▶ Aufgabenstellung:
**A)** Schreiben Sie aus dem Text zur #metoo-Debatte die Stelle ab, die mit „Rezeption in den“ beginnt und sich bis einschließlich „Kün­digung und Existenzvernichtung.“ erstreckt.
**B)** Führen Sie den Text zur #metoo-Debatte im Anschluss an seinen letzten Satz fort.

▶ Vorliegender Textauszug:
********************
Unglück­liche Miss­ge­schicke, die den Körper einer Frau treffen können, tan­gieren nicht unbe­dingt ihre Würde und auch, wenn das manchmal hart ist, dürfen sie die Frau nicht zu einem stän­digen Opfer machen. Weil wir nicht auf unseren Körper redu­zierbar sind. Unsere innere Freiheit ist unan­tastbar. Und diese Freiheit, die wir schätzen, ist nicht ohne Risiken und Verantwortlichkeiten.
Rezeption in den Medien:
Die fran­zö­sische Variante der #metoo Kam­pagne, in der täg­liche neue, pro­mi­nente Frauen ihre Erleb­nisse von sexu­ellen Über­griffen öffentlich mit Namens­nennung des Täters bekannt machten, heißt in Frank­reich #balance­tonporc (“Ver­pfeif’ Dein Schwein”). Das Ganze läuft in allen teil­neh­menden Ländern über Twitter. Im Ergebnis werden Männer für oft schon viele Jahre zurück­lie­gende, oft wenig dra­ma­tische Über­grif­fig­keiten ange­prangert. Das erzeugt hohen, gesell­schaft­lichen Druck, sowohl auf den Delin­quenten, als auch auf sein beruf­liches Umfeld. Man rückt von ihm ab, es droht Anse­hens­verlust, viel­leicht sogar Kün­digung und Existenzvernichtung.
********************
Zeilen aus einem Zeige-Datensatz:
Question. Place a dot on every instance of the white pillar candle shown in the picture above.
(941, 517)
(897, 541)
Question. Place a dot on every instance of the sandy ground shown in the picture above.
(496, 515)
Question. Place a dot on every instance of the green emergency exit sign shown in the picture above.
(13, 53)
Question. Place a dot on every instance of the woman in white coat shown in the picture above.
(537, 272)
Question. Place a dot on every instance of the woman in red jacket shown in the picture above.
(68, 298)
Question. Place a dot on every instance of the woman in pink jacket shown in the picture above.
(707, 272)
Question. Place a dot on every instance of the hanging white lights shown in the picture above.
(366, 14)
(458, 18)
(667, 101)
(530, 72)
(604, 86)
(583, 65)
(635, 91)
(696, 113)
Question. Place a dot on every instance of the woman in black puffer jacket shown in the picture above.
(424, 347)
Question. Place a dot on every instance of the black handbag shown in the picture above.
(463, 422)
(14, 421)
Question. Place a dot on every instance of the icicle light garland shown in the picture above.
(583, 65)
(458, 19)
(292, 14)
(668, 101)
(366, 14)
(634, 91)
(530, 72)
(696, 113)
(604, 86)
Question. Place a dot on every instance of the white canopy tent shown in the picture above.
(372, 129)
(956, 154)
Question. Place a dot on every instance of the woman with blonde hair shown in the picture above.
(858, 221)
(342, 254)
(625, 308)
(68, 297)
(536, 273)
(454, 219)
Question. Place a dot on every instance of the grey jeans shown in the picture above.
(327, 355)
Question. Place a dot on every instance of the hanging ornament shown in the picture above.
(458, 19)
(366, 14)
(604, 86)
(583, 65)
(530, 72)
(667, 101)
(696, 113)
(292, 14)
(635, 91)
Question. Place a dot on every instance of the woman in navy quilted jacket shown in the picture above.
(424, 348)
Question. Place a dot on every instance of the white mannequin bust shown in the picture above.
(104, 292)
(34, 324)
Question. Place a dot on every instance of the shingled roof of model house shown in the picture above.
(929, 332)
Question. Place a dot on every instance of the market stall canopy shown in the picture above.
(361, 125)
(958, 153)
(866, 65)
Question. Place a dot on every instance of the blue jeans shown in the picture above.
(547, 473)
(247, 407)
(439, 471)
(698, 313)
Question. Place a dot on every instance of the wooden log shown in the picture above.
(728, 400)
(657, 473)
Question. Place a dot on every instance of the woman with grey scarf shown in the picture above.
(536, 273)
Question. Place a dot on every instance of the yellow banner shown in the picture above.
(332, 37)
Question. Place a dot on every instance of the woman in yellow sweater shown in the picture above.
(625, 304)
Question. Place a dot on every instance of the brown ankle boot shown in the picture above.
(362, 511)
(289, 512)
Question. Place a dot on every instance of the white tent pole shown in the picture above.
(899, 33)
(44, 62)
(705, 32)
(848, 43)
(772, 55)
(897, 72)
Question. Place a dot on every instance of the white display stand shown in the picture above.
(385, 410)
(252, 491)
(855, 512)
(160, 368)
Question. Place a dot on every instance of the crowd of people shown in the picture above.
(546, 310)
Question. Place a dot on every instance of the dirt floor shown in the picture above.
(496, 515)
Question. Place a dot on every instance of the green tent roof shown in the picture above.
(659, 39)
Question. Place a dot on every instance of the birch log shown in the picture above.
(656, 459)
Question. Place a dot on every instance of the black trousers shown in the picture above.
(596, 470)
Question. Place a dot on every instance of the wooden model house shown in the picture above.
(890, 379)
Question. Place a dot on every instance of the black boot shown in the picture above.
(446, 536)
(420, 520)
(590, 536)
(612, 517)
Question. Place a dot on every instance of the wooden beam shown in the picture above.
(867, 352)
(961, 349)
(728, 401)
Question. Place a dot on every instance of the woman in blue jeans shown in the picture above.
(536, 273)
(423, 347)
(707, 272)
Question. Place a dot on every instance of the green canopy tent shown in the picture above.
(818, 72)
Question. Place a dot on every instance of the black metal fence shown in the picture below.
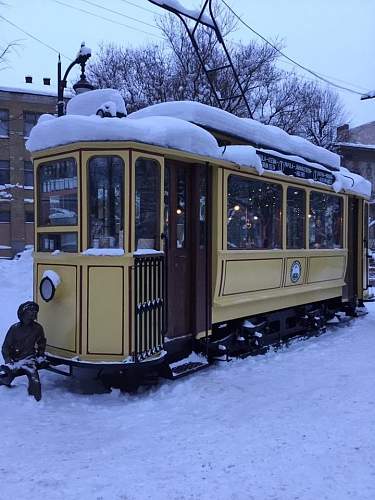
********************
▶ Lösungen:
**A)**
Rezeption in den Medien:
Die fran­zö­sische Variante der #metoo Kam­pagne, in der täg­liche neue, pro­mi­nente Frauen ihre Erleb­nisse von sexu­ellen Über­griffen öffentlich mit Namens­nennung des Täters bekannt machten, heißt in Frank­reich #balance­tonporc (“Ver­pfeif’ Dein Schwein”). Das Ganze läuft in allen teil­neh­menden Ländern über Twitter. Im Ergebnis werden Männer für oft schon viele Jahre zurück­lie­gende, oft wenig dra­ma­tische Über­grif­fig­keiten ange­prangert. Das erzeugt hohen, gesell­schaft­lichen Druck, sowohl auf den Delin­quenten, als auch auf sein beruf­liches Umfeld. Man rückt von ihm ab, es droht Anse­hens­verlust, viel­leicht sogar Kün­digung und Existenzvernichtung.

**B)**
Wie schon ein­gangs erwähnt, wird diese Stel­lung­nahme aus Frank­reich mehr oder weniger heftig kri­ti­siert. Wir nehmen ein paar Bei­spiele heraus. Der Focus berichtet kurz und ohne Wertung über das Phä­nomen und die Ver­öf­fent­li­chung eines offenen Briefes von 100 pro­mi­nenten Fran­zö­sinnen. Kor­rek­ter­weise ist es nicht als “offener Brief” zu bezeichnen, da es keinen expli­ziten Adres­saten gibt, an den das Schreiben gerichtet ist.
Die Welt online widmet dem Protest der 100 Fran­zö­sinnen ein brei­teres Forum. Hier wird einiges aus dem Statement zitiert. Die Welt kon­ze­diert dem Schreiben auch, dass es die gesell­schaft­liche Debatte um sexuelle Aggression auf eine neue Ebene hebe. Eine prin­zi­piell sach­ge­recht und objektive Bericht­erstattung, die das Anliegen der Fran­zö­sinnen in den wich­tigsten Punkten neutral wie­dergibt. “Die Welt” sieht auch, dass dieser Vorstoß nur aus Frank­reich zu erwarten war: “In einem Land, dessen Kultur und Lite­ratur seit Jahr­hun­derten von Liber­tinage, Galan­terie und freier Sexua­lität geprägt ist, das Autoren wie den Marquis de Sade und Phi­lo­sophen wie Michel Fou­cault her­vor­ge­bracht hat, konnte der puri­ta­ni­schen Polizei, die aus jeder plumpen Anmache ein Ver­brechen macht, nicht dau­erhaft kein Wider­spruch ent­ge­gen­ge­bracht werden.”
Der öster­rei­chische Standard widmet dem Thema eben­falls eine nur kurze, neu­trale Berichterstattung.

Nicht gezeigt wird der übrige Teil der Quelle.